=== Begin Enclosure ===

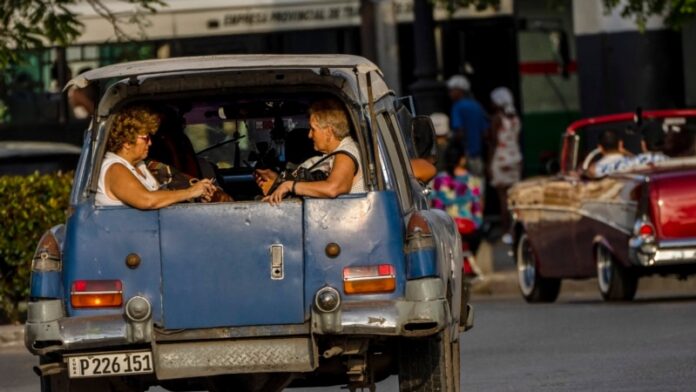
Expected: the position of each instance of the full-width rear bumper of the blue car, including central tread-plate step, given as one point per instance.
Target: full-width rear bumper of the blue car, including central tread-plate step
(205, 352)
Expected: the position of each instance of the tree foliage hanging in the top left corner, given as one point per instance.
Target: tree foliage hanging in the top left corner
(30, 24)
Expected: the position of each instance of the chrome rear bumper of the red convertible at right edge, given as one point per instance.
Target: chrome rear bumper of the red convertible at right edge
(647, 252)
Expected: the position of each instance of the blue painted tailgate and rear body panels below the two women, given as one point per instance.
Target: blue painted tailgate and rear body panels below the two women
(209, 265)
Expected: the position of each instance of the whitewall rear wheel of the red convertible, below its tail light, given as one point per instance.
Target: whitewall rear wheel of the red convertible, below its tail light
(615, 282)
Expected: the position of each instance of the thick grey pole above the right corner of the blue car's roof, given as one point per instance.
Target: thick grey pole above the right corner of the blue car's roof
(379, 38)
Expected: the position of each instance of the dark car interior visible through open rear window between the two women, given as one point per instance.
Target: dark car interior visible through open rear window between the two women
(227, 138)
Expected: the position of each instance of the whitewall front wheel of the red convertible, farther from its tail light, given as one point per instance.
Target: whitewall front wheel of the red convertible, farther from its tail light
(533, 287)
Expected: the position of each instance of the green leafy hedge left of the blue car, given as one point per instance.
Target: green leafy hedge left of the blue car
(29, 205)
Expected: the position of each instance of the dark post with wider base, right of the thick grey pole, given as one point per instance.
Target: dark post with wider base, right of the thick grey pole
(428, 92)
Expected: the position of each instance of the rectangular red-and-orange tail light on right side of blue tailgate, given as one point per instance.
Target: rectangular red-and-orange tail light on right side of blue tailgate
(372, 279)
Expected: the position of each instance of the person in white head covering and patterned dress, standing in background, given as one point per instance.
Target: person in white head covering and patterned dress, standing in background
(505, 166)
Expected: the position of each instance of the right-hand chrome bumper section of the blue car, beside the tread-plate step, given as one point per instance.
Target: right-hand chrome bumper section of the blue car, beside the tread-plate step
(422, 312)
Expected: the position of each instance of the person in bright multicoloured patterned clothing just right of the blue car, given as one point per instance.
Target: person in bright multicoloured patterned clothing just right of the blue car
(460, 194)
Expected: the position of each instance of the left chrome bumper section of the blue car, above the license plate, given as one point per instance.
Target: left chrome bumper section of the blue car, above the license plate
(48, 330)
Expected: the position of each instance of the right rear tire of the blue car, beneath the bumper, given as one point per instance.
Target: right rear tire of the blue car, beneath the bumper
(429, 364)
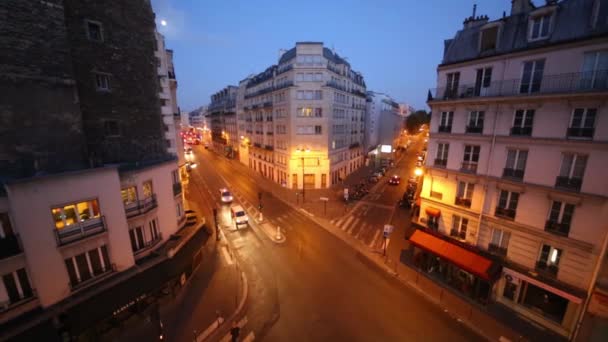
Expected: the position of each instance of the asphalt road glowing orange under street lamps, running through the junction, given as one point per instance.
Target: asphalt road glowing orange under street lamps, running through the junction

=== End Enclosure ===

Every line above with the string "road" in it needs to be copied.

Expected: the position of each instance of the asphalt road glowing orange under street lamps, running through the junction, given as one point per instance.
Target: asphalt road glowing orange under street lamps, running through the junction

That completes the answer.